__Data rows__:
= = = = = = =

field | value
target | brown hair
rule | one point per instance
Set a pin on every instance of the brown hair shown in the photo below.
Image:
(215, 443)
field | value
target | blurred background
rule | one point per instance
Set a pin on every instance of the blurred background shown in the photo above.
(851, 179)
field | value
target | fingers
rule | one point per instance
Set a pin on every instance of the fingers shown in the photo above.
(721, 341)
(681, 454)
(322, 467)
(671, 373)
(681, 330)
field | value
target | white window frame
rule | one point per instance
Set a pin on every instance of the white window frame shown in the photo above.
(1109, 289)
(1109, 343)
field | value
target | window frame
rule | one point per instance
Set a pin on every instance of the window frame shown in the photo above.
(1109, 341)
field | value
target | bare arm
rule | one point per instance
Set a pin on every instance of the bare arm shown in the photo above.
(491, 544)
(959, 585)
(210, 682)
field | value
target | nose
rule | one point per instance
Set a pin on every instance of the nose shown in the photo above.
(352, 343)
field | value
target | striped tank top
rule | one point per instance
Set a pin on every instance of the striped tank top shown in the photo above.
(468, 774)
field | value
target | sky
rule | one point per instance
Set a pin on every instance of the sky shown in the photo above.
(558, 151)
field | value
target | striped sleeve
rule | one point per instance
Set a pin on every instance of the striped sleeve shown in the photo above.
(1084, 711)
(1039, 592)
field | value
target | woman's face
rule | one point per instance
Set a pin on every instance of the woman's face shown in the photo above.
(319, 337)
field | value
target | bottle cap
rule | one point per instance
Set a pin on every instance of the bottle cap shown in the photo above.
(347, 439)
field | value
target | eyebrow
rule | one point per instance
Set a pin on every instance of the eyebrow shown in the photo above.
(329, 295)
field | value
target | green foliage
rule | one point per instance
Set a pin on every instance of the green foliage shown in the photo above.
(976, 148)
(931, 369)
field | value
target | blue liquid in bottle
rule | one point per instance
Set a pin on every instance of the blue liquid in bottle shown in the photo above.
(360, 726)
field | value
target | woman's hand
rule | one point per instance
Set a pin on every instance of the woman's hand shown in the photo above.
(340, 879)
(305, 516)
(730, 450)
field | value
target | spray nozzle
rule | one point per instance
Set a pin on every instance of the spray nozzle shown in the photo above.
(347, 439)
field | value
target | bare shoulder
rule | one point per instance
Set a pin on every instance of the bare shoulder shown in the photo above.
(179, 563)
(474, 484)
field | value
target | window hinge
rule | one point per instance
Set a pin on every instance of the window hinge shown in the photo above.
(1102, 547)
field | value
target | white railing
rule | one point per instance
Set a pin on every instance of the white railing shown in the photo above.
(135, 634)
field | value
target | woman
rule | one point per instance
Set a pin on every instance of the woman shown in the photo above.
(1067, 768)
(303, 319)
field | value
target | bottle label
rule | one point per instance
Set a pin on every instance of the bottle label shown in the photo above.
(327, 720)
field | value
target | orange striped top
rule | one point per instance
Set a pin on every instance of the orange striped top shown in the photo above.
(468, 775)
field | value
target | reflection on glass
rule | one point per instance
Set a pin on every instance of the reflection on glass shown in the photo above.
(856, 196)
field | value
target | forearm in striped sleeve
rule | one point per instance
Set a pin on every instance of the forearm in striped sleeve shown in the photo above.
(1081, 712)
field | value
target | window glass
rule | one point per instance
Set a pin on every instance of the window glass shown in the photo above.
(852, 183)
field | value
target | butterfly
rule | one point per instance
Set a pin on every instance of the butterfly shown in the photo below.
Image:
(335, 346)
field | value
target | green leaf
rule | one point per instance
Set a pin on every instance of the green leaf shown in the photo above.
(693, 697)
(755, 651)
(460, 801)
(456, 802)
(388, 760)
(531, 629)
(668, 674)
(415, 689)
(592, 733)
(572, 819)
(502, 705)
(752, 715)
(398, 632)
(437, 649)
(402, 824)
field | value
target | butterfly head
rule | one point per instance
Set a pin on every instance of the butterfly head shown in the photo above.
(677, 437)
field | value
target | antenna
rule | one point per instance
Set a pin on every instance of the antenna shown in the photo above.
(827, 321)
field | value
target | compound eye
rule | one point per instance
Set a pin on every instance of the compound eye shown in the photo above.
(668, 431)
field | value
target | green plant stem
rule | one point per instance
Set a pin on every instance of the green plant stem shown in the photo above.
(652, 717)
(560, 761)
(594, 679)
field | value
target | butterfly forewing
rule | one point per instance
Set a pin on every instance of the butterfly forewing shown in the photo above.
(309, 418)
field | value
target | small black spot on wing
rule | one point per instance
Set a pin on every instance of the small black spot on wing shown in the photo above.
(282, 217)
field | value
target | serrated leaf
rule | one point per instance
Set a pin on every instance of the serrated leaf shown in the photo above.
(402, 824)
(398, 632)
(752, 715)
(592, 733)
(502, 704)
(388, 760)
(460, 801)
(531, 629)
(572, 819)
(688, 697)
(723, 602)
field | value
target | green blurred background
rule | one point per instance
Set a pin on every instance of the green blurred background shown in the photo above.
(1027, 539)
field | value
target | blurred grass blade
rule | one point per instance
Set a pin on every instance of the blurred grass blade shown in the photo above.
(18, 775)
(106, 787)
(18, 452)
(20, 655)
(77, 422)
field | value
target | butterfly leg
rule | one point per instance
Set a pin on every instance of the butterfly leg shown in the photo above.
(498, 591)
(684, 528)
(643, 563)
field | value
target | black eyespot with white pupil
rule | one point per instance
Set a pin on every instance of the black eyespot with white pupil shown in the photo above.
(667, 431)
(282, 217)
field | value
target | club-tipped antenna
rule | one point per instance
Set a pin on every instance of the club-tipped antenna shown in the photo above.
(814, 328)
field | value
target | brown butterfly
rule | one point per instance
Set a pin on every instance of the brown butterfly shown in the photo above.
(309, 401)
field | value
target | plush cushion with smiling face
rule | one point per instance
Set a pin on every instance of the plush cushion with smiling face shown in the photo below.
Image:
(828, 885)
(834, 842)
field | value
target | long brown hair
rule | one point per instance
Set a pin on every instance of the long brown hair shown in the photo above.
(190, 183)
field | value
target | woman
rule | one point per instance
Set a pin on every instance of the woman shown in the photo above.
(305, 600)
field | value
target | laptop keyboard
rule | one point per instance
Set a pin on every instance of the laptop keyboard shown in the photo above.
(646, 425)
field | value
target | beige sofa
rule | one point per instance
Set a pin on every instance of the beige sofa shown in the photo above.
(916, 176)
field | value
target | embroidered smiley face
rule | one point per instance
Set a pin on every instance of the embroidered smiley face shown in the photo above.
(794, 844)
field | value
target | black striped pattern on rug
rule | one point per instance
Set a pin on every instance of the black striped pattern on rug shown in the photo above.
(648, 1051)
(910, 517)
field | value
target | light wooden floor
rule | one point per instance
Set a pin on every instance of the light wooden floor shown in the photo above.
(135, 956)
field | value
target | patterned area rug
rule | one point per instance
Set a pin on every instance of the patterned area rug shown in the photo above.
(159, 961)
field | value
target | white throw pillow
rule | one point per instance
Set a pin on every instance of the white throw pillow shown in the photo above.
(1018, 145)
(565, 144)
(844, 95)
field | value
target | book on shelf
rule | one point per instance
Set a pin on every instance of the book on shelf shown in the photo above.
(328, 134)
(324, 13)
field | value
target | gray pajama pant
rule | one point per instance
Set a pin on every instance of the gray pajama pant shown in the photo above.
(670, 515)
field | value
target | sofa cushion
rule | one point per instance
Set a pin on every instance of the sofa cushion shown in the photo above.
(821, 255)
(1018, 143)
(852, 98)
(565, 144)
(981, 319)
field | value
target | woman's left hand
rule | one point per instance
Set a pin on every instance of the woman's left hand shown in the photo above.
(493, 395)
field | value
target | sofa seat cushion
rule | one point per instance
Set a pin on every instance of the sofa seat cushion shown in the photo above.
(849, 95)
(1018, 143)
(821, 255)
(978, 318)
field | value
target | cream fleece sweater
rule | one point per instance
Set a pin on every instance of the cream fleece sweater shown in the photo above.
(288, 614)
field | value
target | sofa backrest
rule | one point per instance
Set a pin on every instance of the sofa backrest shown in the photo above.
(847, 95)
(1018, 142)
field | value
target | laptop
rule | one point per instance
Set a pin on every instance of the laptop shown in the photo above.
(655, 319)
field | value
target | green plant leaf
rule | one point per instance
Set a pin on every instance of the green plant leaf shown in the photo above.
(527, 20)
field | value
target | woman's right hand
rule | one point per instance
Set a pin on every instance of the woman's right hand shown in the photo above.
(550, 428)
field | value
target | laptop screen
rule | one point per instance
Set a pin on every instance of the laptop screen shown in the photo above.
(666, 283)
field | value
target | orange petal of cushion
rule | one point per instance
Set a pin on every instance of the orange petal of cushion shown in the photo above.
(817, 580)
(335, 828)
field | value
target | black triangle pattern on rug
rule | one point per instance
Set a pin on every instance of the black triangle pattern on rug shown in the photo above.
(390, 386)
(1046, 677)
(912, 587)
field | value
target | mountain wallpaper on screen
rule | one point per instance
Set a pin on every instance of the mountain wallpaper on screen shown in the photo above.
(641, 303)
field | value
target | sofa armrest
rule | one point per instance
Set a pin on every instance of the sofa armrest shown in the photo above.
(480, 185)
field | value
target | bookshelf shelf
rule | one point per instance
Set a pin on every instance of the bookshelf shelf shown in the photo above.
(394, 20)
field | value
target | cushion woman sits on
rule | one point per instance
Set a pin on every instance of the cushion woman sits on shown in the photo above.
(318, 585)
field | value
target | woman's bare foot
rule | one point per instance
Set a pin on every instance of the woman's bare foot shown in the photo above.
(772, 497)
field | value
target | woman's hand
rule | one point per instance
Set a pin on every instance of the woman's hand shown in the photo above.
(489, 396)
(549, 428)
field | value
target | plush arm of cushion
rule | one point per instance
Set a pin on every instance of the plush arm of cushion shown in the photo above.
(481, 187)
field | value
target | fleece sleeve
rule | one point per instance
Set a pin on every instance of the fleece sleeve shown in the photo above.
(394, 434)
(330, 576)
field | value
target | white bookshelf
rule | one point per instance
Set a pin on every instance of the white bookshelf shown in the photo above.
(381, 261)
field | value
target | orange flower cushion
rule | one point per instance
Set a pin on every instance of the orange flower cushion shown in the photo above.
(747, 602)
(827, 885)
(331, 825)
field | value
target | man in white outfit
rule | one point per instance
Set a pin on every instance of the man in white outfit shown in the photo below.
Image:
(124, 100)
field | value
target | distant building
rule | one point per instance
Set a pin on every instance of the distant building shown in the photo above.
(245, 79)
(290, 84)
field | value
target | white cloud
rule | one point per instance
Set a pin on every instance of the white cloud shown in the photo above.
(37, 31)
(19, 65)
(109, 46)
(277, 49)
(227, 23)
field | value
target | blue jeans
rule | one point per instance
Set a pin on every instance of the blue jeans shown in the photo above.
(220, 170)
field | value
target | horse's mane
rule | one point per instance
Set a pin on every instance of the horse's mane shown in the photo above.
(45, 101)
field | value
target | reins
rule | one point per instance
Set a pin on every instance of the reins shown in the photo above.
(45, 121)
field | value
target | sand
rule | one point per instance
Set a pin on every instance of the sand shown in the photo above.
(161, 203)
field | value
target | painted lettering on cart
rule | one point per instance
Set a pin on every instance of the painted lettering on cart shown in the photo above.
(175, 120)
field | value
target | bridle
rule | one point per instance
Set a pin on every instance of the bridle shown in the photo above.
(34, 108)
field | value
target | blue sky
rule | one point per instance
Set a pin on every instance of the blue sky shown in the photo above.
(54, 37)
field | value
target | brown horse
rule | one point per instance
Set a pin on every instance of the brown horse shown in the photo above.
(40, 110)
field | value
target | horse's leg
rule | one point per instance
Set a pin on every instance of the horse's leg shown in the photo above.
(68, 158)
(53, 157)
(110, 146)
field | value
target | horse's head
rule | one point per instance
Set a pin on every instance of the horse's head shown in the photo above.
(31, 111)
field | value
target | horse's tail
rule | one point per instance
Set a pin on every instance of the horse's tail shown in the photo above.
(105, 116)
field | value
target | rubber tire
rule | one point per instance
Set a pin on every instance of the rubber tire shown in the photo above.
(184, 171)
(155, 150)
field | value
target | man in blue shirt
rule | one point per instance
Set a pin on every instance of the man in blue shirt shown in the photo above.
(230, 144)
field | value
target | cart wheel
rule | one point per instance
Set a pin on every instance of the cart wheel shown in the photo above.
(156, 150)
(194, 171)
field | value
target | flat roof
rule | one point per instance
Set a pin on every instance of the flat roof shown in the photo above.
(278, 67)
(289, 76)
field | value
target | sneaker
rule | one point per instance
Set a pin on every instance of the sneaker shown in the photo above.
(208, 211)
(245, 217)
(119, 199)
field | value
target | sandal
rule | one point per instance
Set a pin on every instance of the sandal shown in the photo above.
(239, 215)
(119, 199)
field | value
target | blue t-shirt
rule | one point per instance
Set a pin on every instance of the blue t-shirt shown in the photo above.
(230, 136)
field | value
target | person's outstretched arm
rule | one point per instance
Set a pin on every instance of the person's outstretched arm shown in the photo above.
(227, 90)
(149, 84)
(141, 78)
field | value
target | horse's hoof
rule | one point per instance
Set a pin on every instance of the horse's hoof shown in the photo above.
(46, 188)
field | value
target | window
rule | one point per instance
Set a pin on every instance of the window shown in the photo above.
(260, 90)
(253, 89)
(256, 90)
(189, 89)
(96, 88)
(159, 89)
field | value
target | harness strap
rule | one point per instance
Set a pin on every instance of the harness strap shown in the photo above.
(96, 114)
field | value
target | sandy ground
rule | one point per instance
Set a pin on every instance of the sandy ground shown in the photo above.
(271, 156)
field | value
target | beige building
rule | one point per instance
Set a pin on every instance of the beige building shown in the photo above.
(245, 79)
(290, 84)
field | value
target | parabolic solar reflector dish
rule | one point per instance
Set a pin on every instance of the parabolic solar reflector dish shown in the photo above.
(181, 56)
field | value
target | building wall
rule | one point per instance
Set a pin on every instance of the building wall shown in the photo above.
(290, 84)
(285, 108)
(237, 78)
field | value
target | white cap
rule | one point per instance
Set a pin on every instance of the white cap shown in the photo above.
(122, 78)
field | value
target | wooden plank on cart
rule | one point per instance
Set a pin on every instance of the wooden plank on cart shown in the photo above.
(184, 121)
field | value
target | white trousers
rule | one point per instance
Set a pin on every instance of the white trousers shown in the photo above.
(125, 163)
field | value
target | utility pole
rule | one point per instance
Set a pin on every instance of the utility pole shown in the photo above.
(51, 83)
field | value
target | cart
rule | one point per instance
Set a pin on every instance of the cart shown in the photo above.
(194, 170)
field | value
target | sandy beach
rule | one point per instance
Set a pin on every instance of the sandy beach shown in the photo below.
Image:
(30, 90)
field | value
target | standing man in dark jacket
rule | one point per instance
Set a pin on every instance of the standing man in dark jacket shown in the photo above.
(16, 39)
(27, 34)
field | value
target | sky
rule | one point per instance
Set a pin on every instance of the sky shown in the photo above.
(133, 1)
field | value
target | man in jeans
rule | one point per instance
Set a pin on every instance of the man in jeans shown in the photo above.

= = = = = = =

__Given exercise__:
Which lines above contain the string "hinge"? Pull out each of them in full, treating uppercase and lowercase as different.

__Solution to this task__:
target | window hinge
Set a pin on every instance of the window hinge shown in the photo above.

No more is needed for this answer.